» Письменное задание:
Перепишите дословно часть текста о социальных отчислениях. Начните с места, где стоят слова «Это означает, что», и остановитесь после слов «это не справедливо?».

» Фрагмент документа:
::::
Например, в рейнских странах отчисления на социальную защиту составляют более 35% от всей суммы отчислений, а в США соответствующий показатель только 28%. Кроме того, налоги на социальные нужды, взимаемые с зарплат (в противоположность налогообложению предприятий), в рейнских странах значительно весомее (около 40%), чем в англосаксонских (25%). Следовательно, в рейнских странах чистая зарплата, получаемая работниками, ниже, чем в странах, придерживающихся англосаксонской модели.

Это означает, что существует фундамент солидарности в пользу менее благополучных людей, который финансируется коллективно, путем отчисления со всех зарплат. Разве это не справедливо?
Следовательно, наличие развитой социальной системы, влекущей за собой дорогостоящие обязательства, не является неизбежным препятствием для развития экономики. Можно даже сказать, что иногда происходит противоположное.
::::
» Материал:

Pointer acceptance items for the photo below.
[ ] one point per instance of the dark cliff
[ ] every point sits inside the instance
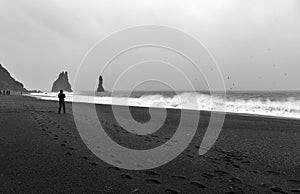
::::
» Решение задания:
Это означает, что существует фундамент солидарности в пользу менее благополучных людей, который финансируется коллективно, путем отчисления со всех зарплат. Разве это не справедливо?